> Auszug aus Quelle
Ansprache zur Feier der fünfzigsten Wiederkehr des Tages der Reichsgründung, gehalten zu Hirschberg in Schlesien am 18.Januar 1921.

Wir begehen als eine schwer geprüfte, tief bedrückte Nation begreiflicherweise nicht das Andenken eines äußeren Sieges. Wir feiern einen viel größeren, freilich damit verbundenen inneren Sieg, der in der Einigung Deutschlands besteht. Und so schwer wir auch heut von einer äußeren Niederlage betroffen sind, man hat uns die Früchte des damaligen inneren Sieges nicht rauben können. Somit erstreckt sich die Erniedrigung, unter der wir seufzen, nicht auf diesen inneren Sieg, und wir haben ein volles Recht, diesen inneren, im höchsten Sinne friedlichen Sieg miteinander zu feiern. Oder was könnte dem Wesen des Friedens näher kommen, als wenn Getrenntes, Zerstreutes, untereinander Feindliches sich einigt, sich zur festen Einheit verbindet? Die Römer, welche Begriffen göttliche Ehren erwiesen, scheinen mir, wenn es sich um den Begriff der Einigkeit handelt, die zur Einheit wird, in hohem Grade nachahmenswert. Wir sollten dem Begriffe der Einheit, der deutschen Einheit, die höchsten nationalen Ehren erweisen. Wir sollten sie nicht alle fünfzig Jahr, sondern jährlich feiern.

> Ziel der Übung
Setzen Sie die Rede zur Feier der Reichsgründung nach ihrem letzten Satz fort. Die folgenden Zeilen stammen aus einer anderen Quelle als die Rede.

> Bereitgestellte Daten
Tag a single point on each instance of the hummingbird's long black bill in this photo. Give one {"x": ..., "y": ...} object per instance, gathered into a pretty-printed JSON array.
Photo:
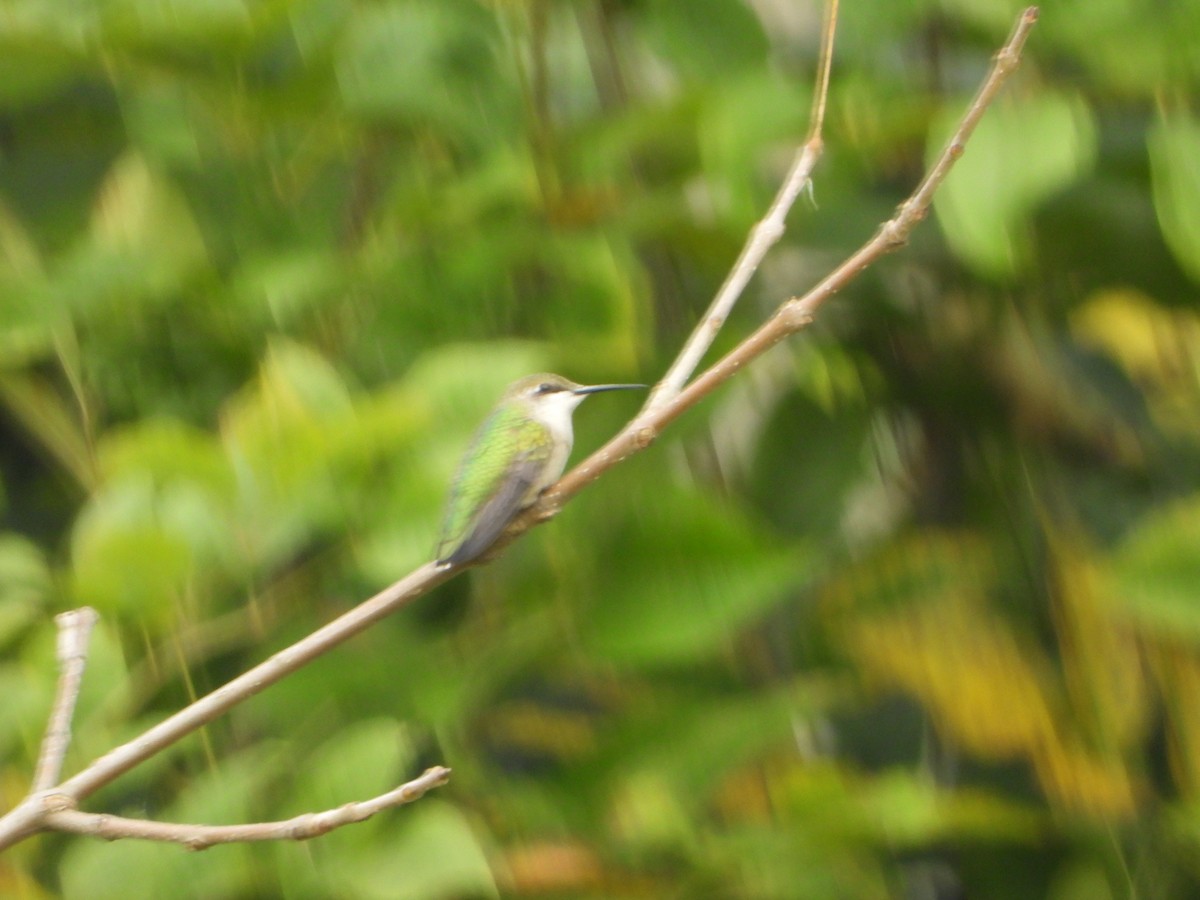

> Schriftliche Antwort
Dieses jährliche Fest der Einigkeit hätte einen hohen inneren Beruf zu erfüllen. Und gerade in Deutschland wie in keinem anderen Lande der Welt. Insofern war das Deutschland vor 1870 zu dem heute zerschlagenen Österreich das Gegenstück: hier Völker aller Sprachen geeint, dort Völker einer Sprache kläglich zerspalten und getrennt. Wer das Schicksal Deutschlands, nicht etwa das augenblickliche, sondern seit Jahrhunderten, rückblickend mit bitterem Schmerz ermißt, der weiß, daß uns Deutschen aller Stämme nichts so not tut als die Beherzigung des Vermächtnisses des alten Attinghausen in Schillers »Wilhelm Tell«: Seid einig!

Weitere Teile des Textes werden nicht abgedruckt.